> **Action item**: Pick out each line of the records that includes the string "task", and copy it.
%%
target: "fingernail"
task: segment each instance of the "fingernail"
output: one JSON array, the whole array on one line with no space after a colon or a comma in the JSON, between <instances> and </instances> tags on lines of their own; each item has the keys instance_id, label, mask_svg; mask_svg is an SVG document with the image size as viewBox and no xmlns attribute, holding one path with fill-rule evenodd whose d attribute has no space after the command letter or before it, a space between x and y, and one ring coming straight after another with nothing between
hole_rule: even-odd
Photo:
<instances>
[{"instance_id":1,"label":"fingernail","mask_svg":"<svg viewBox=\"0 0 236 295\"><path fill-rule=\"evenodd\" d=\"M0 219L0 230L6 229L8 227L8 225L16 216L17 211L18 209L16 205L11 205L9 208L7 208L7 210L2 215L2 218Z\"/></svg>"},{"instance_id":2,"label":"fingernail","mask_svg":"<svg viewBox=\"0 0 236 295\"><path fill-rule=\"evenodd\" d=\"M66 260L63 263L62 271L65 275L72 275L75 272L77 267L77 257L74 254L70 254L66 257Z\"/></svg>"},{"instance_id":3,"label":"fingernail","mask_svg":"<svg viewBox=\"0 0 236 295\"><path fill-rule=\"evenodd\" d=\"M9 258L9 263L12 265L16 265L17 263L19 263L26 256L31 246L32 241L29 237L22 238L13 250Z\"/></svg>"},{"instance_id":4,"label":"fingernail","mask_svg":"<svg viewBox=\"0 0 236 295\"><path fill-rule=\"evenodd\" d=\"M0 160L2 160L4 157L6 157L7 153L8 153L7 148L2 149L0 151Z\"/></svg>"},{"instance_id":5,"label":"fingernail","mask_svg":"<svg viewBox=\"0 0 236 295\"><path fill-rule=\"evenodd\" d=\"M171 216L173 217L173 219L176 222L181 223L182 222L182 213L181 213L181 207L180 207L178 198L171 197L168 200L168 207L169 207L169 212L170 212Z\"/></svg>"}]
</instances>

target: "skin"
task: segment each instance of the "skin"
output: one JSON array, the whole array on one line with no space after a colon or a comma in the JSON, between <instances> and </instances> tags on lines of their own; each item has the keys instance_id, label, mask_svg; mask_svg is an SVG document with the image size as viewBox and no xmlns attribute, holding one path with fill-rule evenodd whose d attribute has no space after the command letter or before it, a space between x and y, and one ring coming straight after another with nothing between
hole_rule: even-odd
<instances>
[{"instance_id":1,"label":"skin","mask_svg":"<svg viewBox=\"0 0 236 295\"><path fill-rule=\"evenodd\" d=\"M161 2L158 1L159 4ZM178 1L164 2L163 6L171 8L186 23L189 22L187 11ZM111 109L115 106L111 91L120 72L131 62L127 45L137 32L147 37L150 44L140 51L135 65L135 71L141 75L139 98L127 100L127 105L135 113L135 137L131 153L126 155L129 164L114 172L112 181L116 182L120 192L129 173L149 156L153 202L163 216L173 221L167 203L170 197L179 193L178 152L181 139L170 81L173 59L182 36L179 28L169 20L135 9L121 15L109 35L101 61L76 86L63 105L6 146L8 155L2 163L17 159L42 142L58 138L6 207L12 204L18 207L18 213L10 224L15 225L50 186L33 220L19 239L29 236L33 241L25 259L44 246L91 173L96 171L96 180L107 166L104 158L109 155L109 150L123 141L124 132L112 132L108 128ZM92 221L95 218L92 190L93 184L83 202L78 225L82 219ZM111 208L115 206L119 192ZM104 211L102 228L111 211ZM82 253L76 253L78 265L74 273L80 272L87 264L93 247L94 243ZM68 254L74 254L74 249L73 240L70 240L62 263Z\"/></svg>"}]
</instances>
%%
> **Response area**:
task: segment each instance of the "fingernail"
task: segment each instance of the "skin"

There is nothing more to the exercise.